Location identification entries:

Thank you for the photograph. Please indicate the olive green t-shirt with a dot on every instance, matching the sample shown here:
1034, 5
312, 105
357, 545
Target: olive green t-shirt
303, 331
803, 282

...

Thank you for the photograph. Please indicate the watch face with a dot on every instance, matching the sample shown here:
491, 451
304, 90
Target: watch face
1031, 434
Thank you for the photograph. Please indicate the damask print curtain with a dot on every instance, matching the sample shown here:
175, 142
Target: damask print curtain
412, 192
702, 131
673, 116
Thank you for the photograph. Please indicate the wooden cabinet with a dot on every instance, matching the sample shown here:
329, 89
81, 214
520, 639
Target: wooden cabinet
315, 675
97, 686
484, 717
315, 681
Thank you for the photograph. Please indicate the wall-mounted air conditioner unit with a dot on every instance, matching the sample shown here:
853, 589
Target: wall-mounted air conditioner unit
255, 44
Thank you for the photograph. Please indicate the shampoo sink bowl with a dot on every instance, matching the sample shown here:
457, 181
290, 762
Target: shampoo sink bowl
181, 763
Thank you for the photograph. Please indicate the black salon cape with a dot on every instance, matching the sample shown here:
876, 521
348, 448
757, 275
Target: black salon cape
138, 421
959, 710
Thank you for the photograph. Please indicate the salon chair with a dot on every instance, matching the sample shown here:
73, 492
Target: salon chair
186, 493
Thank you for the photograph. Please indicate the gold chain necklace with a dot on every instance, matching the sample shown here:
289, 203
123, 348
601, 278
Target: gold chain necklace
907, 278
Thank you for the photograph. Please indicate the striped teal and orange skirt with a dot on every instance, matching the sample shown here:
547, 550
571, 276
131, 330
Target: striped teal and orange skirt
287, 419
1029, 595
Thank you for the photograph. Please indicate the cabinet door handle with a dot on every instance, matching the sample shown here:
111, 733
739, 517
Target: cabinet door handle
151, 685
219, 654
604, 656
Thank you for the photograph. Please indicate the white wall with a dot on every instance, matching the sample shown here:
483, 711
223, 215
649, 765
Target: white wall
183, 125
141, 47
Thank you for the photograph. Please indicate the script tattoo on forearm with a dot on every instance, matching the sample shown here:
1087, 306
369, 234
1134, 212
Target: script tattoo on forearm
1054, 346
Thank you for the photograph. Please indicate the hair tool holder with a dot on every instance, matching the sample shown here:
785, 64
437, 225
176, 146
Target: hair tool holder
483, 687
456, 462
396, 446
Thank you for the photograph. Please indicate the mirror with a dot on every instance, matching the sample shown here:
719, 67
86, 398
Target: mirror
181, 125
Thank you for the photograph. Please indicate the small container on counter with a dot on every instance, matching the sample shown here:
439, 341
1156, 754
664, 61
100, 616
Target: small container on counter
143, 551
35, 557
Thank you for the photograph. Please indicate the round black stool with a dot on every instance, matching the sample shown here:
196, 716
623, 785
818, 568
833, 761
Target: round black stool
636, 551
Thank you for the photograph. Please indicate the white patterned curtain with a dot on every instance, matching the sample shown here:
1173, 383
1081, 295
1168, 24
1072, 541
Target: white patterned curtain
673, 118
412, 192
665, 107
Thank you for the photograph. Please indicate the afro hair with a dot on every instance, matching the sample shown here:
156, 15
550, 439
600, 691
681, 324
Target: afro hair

* * *

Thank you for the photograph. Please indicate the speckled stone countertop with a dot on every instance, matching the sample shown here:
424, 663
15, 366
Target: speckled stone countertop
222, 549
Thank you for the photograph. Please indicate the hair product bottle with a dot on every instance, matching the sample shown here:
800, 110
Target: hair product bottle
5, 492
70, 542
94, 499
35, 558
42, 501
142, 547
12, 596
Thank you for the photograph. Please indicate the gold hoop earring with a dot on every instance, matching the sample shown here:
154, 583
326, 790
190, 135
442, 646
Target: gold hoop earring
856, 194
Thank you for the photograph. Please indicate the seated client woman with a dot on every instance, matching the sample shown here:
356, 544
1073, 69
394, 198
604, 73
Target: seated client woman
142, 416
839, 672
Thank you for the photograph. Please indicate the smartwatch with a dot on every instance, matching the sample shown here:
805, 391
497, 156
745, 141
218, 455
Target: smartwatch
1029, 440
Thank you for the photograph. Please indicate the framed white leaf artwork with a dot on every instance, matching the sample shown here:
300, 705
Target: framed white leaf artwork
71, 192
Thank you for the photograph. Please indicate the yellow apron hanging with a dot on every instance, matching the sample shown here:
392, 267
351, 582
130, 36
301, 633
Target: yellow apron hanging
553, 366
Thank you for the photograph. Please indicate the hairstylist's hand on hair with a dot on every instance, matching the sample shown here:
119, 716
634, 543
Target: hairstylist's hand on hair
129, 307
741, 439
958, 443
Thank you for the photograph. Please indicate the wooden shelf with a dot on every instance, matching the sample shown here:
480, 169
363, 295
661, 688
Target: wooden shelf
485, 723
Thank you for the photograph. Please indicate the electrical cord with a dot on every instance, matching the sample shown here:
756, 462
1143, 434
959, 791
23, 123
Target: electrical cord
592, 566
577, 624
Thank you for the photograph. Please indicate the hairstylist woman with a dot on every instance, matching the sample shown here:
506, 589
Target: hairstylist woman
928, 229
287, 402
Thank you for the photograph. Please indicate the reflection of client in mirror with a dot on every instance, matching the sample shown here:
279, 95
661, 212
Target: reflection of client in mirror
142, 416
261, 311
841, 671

= WHAT YOU ARE ASKED TO DO =
Put the records from the line containing "the white patterned" through the line containing "Target: afro hair" into a numbered list, skipping any blank lines and including nothing else.

= FINAL ANSWER =
1. Thank you for the photograph. Please indicate the white patterned curtain with a dot on every instance, matching the sample shown here:
2. 1173, 383
3. 1081, 295
4. 1168, 24
5. 1072, 541
6. Target: white patterned curtain
7. 673, 118
8. 412, 192
9. 665, 107
10. Thank you for the photograph. Please indicate the afro hair with a dot on every instance, matching the sample shown here:
11. 156, 15
12. 550, 439
13. 600, 691
14. 681, 324
15. Target: afro hair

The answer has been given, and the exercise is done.